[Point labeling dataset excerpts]
****************************************

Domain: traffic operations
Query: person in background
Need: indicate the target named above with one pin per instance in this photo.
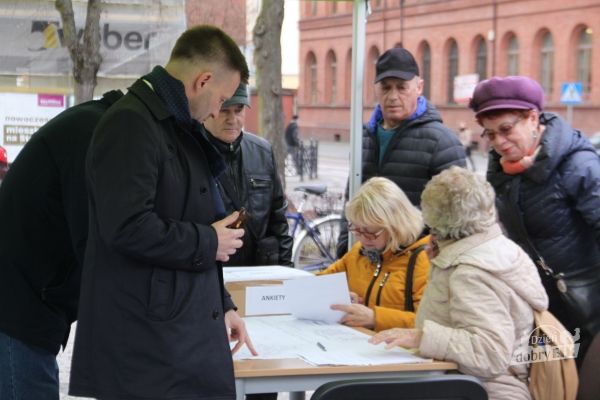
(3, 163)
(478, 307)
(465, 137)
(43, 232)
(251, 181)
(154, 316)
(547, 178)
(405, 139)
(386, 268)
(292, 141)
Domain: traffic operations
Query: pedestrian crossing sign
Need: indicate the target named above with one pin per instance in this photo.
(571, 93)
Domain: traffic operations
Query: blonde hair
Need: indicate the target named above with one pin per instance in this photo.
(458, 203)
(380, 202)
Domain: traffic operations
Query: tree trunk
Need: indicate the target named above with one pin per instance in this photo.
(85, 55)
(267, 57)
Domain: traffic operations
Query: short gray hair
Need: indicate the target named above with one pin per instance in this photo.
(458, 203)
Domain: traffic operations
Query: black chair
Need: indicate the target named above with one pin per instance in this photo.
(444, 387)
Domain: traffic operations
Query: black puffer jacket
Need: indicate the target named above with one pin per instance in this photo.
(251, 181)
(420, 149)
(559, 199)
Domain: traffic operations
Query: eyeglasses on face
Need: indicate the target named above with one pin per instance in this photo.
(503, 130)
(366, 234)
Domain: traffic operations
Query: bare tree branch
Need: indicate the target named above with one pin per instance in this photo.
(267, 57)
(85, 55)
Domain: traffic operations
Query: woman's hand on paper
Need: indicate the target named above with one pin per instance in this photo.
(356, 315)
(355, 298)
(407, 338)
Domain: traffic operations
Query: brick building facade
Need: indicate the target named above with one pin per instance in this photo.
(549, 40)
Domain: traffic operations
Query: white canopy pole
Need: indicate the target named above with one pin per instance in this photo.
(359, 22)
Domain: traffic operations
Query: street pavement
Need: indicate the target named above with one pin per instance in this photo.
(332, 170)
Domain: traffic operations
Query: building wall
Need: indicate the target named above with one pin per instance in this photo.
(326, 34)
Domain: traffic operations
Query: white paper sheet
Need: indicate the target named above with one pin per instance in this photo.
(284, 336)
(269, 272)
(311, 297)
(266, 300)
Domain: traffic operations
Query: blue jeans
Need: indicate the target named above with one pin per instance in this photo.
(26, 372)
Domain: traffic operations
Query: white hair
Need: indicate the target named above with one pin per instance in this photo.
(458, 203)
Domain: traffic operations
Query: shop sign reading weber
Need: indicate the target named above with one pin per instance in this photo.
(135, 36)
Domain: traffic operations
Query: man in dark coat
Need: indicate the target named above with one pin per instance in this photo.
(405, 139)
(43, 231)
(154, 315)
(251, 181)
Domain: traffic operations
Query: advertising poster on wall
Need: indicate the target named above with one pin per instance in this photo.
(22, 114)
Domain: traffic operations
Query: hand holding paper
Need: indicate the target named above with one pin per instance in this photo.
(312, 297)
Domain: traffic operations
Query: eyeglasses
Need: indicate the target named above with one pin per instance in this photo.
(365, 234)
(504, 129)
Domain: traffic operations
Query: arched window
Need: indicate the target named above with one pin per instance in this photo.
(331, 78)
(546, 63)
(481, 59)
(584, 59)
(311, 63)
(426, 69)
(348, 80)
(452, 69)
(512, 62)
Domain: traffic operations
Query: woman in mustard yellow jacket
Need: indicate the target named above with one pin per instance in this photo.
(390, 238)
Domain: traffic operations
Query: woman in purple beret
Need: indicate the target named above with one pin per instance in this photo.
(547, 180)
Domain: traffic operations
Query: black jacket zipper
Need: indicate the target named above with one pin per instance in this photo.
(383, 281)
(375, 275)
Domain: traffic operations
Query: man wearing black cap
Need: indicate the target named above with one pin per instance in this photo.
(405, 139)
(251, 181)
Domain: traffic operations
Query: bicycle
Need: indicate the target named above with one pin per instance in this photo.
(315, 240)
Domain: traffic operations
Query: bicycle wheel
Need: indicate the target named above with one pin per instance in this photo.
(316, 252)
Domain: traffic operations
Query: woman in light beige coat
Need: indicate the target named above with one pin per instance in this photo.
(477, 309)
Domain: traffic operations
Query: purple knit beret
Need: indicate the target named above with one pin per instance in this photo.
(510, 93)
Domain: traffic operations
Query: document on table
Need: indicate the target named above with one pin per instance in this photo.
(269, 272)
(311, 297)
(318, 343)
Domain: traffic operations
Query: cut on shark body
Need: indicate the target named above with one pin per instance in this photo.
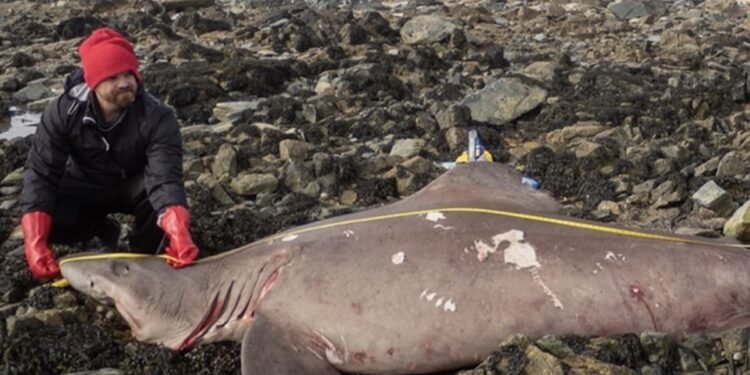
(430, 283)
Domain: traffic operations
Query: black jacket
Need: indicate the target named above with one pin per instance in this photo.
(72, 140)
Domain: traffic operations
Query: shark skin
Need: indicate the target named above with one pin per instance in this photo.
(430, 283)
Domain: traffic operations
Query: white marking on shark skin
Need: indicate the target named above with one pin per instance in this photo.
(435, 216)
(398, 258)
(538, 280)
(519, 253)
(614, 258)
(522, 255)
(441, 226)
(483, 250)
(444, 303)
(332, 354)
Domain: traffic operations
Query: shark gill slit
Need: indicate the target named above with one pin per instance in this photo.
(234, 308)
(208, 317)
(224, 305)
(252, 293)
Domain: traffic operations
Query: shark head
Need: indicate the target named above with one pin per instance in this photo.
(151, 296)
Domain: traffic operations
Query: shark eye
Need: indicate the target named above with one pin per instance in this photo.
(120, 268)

****************************************

Copy every record above exactly, leaving out the pictures.

Domain: traffic operations
Query: person in background
Need: indicate the target named above with one pin per instance in this photo.
(3, 163)
(478, 307)
(465, 137)
(43, 232)
(251, 181)
(154, 316)
(547, 178)
(405, 139)
(386, 268)
(292, 141)
Domain: traffic operations
Query: pedestrian crossing sign
Need: indicate the target named above with one pin per instance in this photo.
(571, 93)
Domain: traffic operations
Query: blonde hair
Need: indicate the target named above with one pin per instance in this photo.
(458, 203)
(380, 202)
Domain: traffic operations
Query: tree trunk
Need: indicate the target named above with one pin per instance in this photo.
(85, 55)
(267, 57)
Domain: traffic operations
Query: short gray hair
Need: indicate the target named above with one pin per instance in this photo.
(458, 203)
Domain: traffic operations
Query: black chair
Need: indicate the target named above with one pin per instance in this photo.
(444, 387)
Domain: traffic operations
Query: black puffer jacket
Need: indicate the target named above with one pin per instance in this photo.
(251, 181)
(420, 149)
(559, 199)
Domain: traffic operations
Query: eyeglasses on face
Need: indicate the target named above with one pin per instance in this photo.
(503, 130)
(366, 234)
Domain: traffic operations
Query: bare tree branch
Need: indicate the target named above with one pin per instance in this photo.
(267, 57)
(85, 55)
Domain: traffic operations
Query: woman's hand on paper
Need: indicate the target named above with one pin per instance in this photo.
(356, 315)
(355, 298)
(407, 338)
Domain: traffic operations
Query: brick building facade
Need: indicate the target named above with one pin per instance in this photo.
(549, 40)
Domain: traffic operations
Query: white canopy pole
Need: indicate the target named above with one pin per instance in this photo.
(359, 22)
Domain: traffic operations
Query: street pavement
Need: indicate the target named above with one pin per instance in this photo.
(332, 170)
Domain: traffic operations
Query: building wall
Need: indicate the target named above with one pin per instance in this photo.
(326, 34)
Domain: traffic operations
Query: white paper sheet
Need: indicate the target named above with one pin per instance in this photo.
(284, 336)
(269, 272)
(311, 297)
(266, 300)
Domain: traffic operations
Query: blue jeans
Need: indicate the target named above with one pin per instance in this photo.
(26, 372)
Domain: traffic operations
Query: white hair
Need: indicate the target named above with one pin per instance in this photo.
(458, 203)
Domain: traffic operations
Query: shop sign reading weber
Need: indicate the target named above with one pin per instance in this photo.
(135, 36)
Domain: traffic operations
Query: man in dark coat
Need: indicate the target named above with one pin per instance in this photo.
(405, 139)
(43, 231)
(154, 315)
(251, 181)
Domain: traffic operations
Query: advertising poster on wall
Need: indicate the target named above with one pin per instance in this photo.
(22, 114)
Domain: traffic operations
Query: hand holding paper
Need: indicate the target named above with one pin per instance in this photo.
(312, 297)
Domain: traffic operations
Query: eyeglasses
Need: indicate the target named above with one pin per instance in this photo.
(365, 234)
(504, 129)
Domain: traffic operations
Query: arched window
Need: indicate the target named above with one pin per instance in this photo.
(331, 78)
(546, 63)
(481, 59)
(584, 59)
(311, 63)
(426, 69)
(348, 80)
(452, 69)
(512, 62)
Domain: traffic operations
Query: woman in mustard yellow jacket
Need: indicate the target named above with one pin per instance in this photo.
(390, 238)
Domain: traffic operations
Query: woman in purple beret
Need: indicate the target named above with one pin per instance in this photo.
(547, 180)
Domain: traffic operations
Query: black jacket zipper
Need: indicate the target named above with one pin per instance in this photo.
(383, 281)
(375, 275)
Domain: traffic operations
Query: man wearing black cap
Need: indicate the target named above with one pin per instance in this photo.
(405, 139)
(251, 181)
Domain: traffic operations
Query: bicycle
Need: indicate the target named above with one pin per instance in this photo.
(315, 240)
Domain: traffic operations
Query: bicycle wheel
Need: indicate the target named above with one pin per instance in this photo.
(316, 252)
Domain: traffic operations
Query: woman in light beige coat
Need: indicate the target named above with one pin per instance in this photo.
(477, 309)
Domain: traffic operations
Query: purple knit beret
Need: indicate the target named above with one pin per instance in this photo.
(510, 93)
Domain: traffic operations
Query: document on table
Need: indicate the target named above with one pin per instance in this photo.
(269, 272)
(311, 297)
(318, 343)
Domain: traffic operations
Query: cut on shark body
Need: indicate the target named above with one pin per instance in this photo.
(430, 283)
Domain: traffic operations
Query: black jacket
Need: indicate the target named above with one pin per instance in this photo.
(72, 140)
Domain: traffic operations
Query: shark skin
Need: indicate the target named above with one pin per instance in this photo.
(430, 283)
Domain: traffic operations
Query: white marking on shark skin
Need: indicate the target named above with one pin per instance in this photo.
(435, 216)
(398, 258)
(538, 280)
(519, 253)
(614, 258)
(522, 255)
(441, 226)
(483, 250)
(444, 303)
(332, 354)
Domain: traffic operations
Query: shark gill slit
Need: indicate the target named above with one pin per instance in this photo.
(234, 308)
(208, 317)
(224, 305)
(252, 293)
Domain: traffic operations
Query: shark head
Need: indicate the target named above with one pin per instance in this photo.
(151, 296)
Domain: traffic operations
Query: shark eye
Need: indicate the target named above with one pin per instance in this photo.
(120, 268)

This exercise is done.